## Task
In the entries below, which lines run from the one containing "Target: hanging flower" to the one containing "Target: green leaf"? Copy exactly those lines, ends included, and no others.

== Extracted data ==

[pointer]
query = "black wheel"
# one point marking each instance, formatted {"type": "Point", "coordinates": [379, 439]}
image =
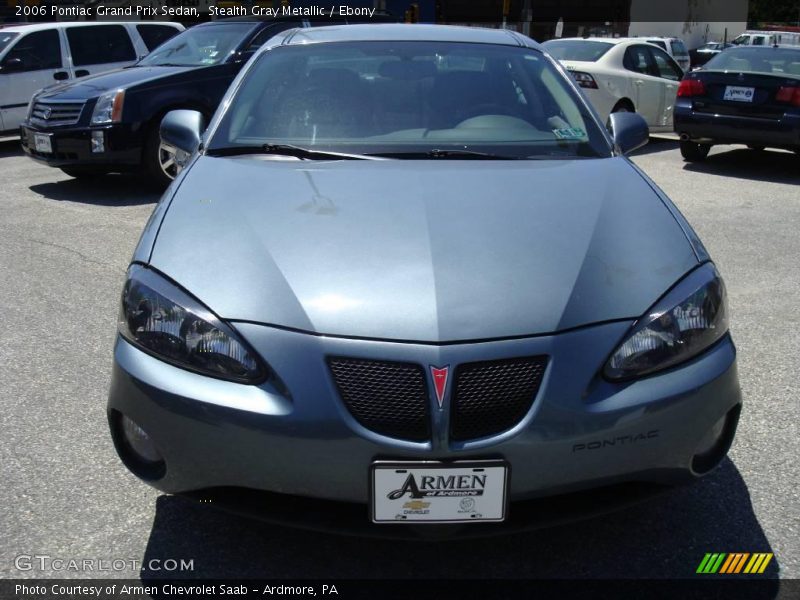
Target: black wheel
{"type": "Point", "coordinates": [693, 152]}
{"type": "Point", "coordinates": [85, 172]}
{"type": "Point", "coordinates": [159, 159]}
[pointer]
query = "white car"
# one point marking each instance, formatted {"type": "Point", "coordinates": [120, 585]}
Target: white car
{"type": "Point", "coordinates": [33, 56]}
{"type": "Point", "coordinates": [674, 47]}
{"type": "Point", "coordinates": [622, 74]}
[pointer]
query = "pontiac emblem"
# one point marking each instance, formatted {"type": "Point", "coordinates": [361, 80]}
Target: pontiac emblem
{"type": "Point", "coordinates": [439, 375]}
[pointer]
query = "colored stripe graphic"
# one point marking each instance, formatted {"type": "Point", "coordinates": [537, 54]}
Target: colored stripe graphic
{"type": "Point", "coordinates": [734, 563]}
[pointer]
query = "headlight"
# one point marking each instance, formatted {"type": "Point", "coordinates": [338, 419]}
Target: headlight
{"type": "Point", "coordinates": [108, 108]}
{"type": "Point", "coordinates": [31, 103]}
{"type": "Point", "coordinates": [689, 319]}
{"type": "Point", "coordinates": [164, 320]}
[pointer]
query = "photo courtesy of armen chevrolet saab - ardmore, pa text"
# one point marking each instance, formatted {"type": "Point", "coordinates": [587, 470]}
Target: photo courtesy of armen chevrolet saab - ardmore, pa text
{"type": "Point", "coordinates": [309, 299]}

===
== Extracted data ==

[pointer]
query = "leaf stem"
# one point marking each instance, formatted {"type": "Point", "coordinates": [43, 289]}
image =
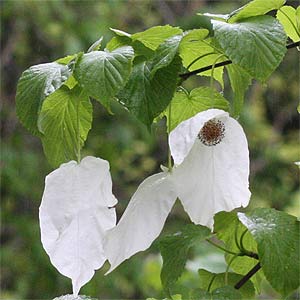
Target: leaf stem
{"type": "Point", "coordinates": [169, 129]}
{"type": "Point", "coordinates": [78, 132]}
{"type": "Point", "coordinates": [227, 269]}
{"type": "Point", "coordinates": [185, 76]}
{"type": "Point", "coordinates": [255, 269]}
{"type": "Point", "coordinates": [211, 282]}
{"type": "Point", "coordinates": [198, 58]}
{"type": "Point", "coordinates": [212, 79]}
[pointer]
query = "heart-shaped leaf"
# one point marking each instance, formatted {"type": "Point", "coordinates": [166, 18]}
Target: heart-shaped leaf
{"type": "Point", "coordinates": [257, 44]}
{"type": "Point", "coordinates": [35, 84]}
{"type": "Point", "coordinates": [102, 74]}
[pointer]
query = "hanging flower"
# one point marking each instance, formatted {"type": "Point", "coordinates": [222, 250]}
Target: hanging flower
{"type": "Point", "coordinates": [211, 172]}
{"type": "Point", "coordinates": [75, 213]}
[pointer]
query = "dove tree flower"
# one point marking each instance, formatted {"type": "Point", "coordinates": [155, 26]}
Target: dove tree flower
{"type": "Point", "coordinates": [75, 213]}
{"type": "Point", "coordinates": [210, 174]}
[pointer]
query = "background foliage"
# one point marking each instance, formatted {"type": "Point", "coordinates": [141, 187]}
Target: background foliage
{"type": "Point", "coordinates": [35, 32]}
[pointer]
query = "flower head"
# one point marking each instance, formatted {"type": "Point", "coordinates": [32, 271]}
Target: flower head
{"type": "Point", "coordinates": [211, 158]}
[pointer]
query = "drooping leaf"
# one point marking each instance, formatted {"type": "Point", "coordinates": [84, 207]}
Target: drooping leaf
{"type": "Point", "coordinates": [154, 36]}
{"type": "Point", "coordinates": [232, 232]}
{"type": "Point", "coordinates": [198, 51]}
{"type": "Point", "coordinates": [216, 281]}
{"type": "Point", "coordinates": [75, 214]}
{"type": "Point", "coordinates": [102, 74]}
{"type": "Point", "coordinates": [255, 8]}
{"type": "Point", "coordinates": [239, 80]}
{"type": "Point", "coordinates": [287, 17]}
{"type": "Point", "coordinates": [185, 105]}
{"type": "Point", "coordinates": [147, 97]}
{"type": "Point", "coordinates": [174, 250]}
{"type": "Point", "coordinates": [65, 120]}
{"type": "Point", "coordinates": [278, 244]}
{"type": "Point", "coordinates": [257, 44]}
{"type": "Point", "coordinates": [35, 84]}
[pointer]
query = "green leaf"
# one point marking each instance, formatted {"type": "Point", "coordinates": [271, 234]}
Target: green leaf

===

## Result of the task
Target: hanging flower
{"type": "Point", "coordinates": [211, 172]}
{"type": "Point", "coordinates": [75, 213]}
[pointer]
query = "dove tree flower"
# one point marking each instance, formatted {"type": "Point", "coordinates": [155, 26]}
Target: dove tree flower
{"type": "Point", "coordinates": [75, 213]}
{"type": "Point", "coordinates": [210, 174]}
[pointer]
query = "background foliage"
# one point marking each instance, formatted {"type": "Point", "coordinates": [141, 187]}
Target: background foliage
{"type": "Point", "coordinates": [35, 32]}
[pointer]
query = "flower head"
# one point marking each instance, formatted {"type": "Point", "coordinates": [32, 271]}
Target: flower head
{"type": "Point", "coordinates": [211, 158]}
[pointer]
query = "drooping leaf"
# one point marking each instance, formatted {"type": "Point", "coordinates": [84, 207]}
Target: drooping leaf
{"type": "Point", "coordinates": [154, 36]}
{"type": "Point", "coordinates": [232, 232]}
{"type": "Point", "coordinates": [198, 51]}
{"type": "Point", "coordinates": [216, 281]}
{"type": "Point", "coordinates": [75, 214]}
{"type": "Point", "coordinates": [102, 74]}
{"type": "Point", "coordinates": [255, 8]}
{"type": "Point", "coordinates": [239, 80]}
{"type": "Point", "coordinates": [287, 17]}
{"type": "Point", "coordinates": [185, 105]}
{"type": "Point", "coordinates": [147, 97]}
{"type": "Point", "coordinates": [174, 250]}
{"type": "Point", "coordinates": [65, 120]}
{"type": "Point", "coordinates": [278, 244]}
{"type": "Point", "coordinates": [257, 44]}
{"type": "Point", "coordinates": [35, 84]}
[pointer]
query = "green leaf"
# one point marking each instance, formatted {"type": "Point", "coordinates": [271, 234]}
Target: green leaf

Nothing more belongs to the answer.